- **SELECTED TEXT**
---*---

Class of 2020
Alexis del Vecchio
At this point it’s been about five months since my class began our third year of medical school. For many of us, it’s been a crazy five months. We’ve been a part of cardiac resuscitations, we’ve been the first person on our team to evaluate a life-threatening condition in the ER, we’ve held the hand of patients about to die, we’ve cried with patients whose lives and families are falling apart because of their illness, and the list goes on. Even though we don’t have much clinical experience or authority, we are learning, and in the process our lives have intersected the lives of our patients at some of their most vulnerable moments. It is an immense privilege, and one that we do not take lightly.
In the midst of all of that, I’ve realized that we have now joined one of the most prayed-for groups of people.
Let me explain.
Whether you consider yourself a person of faith or not, you’ve probably heard a friend or family member ask for prayers or “good vibes” as they prepare for a surgery, or as they await news of an important lab test that will affect their health. I’ve seen posts on Facebook asking for health-related prayers, and I’ve seen bumper stickers and t-shirts emblazoned with “prayers for so-and-so”, who is battling cancer. For many people, it seems, health and faith are intertwined.
As healthcare providers, we find ourselves often being prayed for in the same way. Many people whom we have never met are praying for the wisdom of the doctors taking care of their loved one, for the hands of the surgeons who are removing the cancer, and for the discernment of the physicians who are brainstorming the best treatment options. As many times as I have prayed these types of prayers, it was only recently that I suddenly realized that I am now one of the people being prayed for. As I collaborate with my team of residents and attending physicians to determine how to best care for a patient, and as I scrub in to many surgeries and reach inside the bodies of many patients with life-threatening cancer, it is suddenly my brain and my hands that are being prayed for.

---*---

- **TASK LIST**
1. Repeat everything in the essay on being a third-year medical student from "Let me explain." down to "faith are intertwined.".
2. Go on with the essay on being a third-year medical student from the point where it stops.
The records that come after this essay are unrelated material.

---*---

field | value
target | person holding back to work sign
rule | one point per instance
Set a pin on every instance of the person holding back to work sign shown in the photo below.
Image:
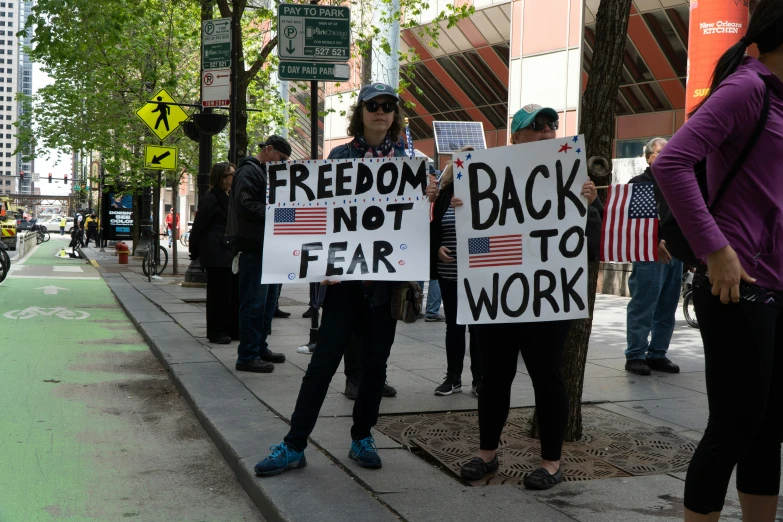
(353, 309)
(541, 345)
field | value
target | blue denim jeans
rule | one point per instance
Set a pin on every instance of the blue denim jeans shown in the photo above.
(256, 308)
(655, 294)
(432, 309)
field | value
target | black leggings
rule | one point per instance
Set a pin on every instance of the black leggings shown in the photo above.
(541, 345)
(745, 394)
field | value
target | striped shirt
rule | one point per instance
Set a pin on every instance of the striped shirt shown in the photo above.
(449, 240)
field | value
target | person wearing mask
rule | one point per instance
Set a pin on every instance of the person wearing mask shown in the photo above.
(171, 219)
(655, 294)
(208, 245)
(443, 265)
(738, 291)
(351, 309)
(92, 229)
(541, 345)
(245, 229)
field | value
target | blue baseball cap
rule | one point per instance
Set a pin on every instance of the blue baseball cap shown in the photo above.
(525, 116)
(374, 90)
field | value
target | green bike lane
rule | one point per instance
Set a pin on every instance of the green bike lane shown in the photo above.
(92, 427)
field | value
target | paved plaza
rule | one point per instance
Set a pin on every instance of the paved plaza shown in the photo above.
(246, 413)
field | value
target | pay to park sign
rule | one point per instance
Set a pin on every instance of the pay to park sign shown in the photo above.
(521, 246)
(361, 219)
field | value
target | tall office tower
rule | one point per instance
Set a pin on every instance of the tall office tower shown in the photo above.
(24, 85)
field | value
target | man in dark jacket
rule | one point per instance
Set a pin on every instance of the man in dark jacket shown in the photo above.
(655, 293)
(245, 228)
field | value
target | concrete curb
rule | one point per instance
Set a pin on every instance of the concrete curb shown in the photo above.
(235, 420)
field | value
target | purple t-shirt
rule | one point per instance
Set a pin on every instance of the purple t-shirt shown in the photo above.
(749, 217)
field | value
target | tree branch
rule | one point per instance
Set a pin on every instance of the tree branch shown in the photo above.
(265, 52)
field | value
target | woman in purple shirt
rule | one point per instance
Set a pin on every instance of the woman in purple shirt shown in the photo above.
(739, 298)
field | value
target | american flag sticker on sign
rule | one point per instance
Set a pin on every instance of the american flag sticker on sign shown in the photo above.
(300, 221)
(495, 251)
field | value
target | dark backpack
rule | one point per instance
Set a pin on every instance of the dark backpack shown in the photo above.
(676, 242)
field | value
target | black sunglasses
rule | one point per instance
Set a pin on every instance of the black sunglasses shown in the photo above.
(538, 126)
(387, 107)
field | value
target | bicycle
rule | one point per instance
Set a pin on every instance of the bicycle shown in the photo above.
(156, 258)
(688, 308)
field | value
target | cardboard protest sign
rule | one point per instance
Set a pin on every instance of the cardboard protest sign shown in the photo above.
(348, 219)
(521, 245)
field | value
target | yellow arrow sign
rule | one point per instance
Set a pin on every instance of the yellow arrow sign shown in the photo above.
(161, 116)
(160, 158)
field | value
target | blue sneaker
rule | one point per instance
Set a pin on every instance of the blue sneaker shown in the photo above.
(282, 458)
(365, 453)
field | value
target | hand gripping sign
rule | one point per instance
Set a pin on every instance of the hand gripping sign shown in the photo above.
(521, 246)
(351, 219)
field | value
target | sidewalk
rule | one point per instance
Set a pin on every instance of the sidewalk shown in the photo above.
(246, 413)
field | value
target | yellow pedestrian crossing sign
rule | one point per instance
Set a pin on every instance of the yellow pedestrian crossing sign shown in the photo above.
(161, 115)
(160, 158)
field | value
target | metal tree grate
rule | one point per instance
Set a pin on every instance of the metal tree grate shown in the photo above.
(613, 445)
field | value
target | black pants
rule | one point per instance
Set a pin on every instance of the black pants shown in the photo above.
(353, 358)
(541, 345)
(345, 312)
(743, 352)
(455, 334)
(222, 303)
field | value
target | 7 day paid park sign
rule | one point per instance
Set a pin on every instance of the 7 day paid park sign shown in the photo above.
(314, 32)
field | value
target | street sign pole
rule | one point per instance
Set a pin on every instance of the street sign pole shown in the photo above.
(232, 108)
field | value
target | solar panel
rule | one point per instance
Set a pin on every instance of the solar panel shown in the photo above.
(450, 136)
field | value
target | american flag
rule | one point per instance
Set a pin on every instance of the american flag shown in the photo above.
(300, 221)
(495, 251)
(630, 226)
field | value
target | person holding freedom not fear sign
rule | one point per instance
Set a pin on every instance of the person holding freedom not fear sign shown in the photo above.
(541, 344)
(355, 313)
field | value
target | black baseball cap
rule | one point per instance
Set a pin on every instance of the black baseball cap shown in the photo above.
(278, 143)
(374, 90)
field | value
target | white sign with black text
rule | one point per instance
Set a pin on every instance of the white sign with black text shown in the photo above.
(351, 219)
(521, 245)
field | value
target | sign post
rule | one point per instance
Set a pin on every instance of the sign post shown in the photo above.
(216, 63)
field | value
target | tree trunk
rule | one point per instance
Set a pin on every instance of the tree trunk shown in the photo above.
(597, 124)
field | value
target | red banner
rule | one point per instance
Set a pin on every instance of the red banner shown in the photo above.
(715, 26)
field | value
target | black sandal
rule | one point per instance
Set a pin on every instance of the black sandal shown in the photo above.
(477, 468)
(542, 479)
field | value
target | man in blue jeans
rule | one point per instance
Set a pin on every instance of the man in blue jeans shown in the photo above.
(245, 227)
(655, 293)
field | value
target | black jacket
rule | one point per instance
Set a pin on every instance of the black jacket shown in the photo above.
(595, 214)
(663, 207)
(208, 235)
(247, 207)
(439, 208)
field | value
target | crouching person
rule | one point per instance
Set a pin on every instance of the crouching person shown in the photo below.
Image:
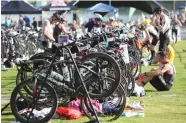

---*---

- **ANSWERS TO EACH TASK**
1.
Let me explain.
Whether you consider yourself a person of faith or not, you’ve probably heard a friend or family member ask for prayers or “good vibes” as they prepare for a surgery, or as they await news of an important lab test that will affect their health. I’ve seen posts on Facebook asking for health-related prayers, and I’ve seen bumper stickers and t-shirts emblazoned with “prayers for so-and-so”, who is battling cancer. For many people, it seems, health and faith are intertwined.

2.
In the midst of scurrying around during this third year of medical school and trying to learn as much as I can, it is both encouraging and sobering to remember the great responsibility of this profession that is becoming so real each day.
I’m originally from Brentwood, Tennessee, and I came to South Carolina to attend college at Furman University where I was a music major, outdoor enthusiast and lover of life. I never expected to spend four more years here in Greenville, but I could not be more excited to have the opportunity to stay and be a part of this incredible program at the USC School of Medicine in Greenville! I hope that through this blog you will be able to see, as I did, a glimpse of the inspiring vision and stunning reality of this medical school, and that you will share in our innovative and hands-on journey to becoming tomorrow’s doctors.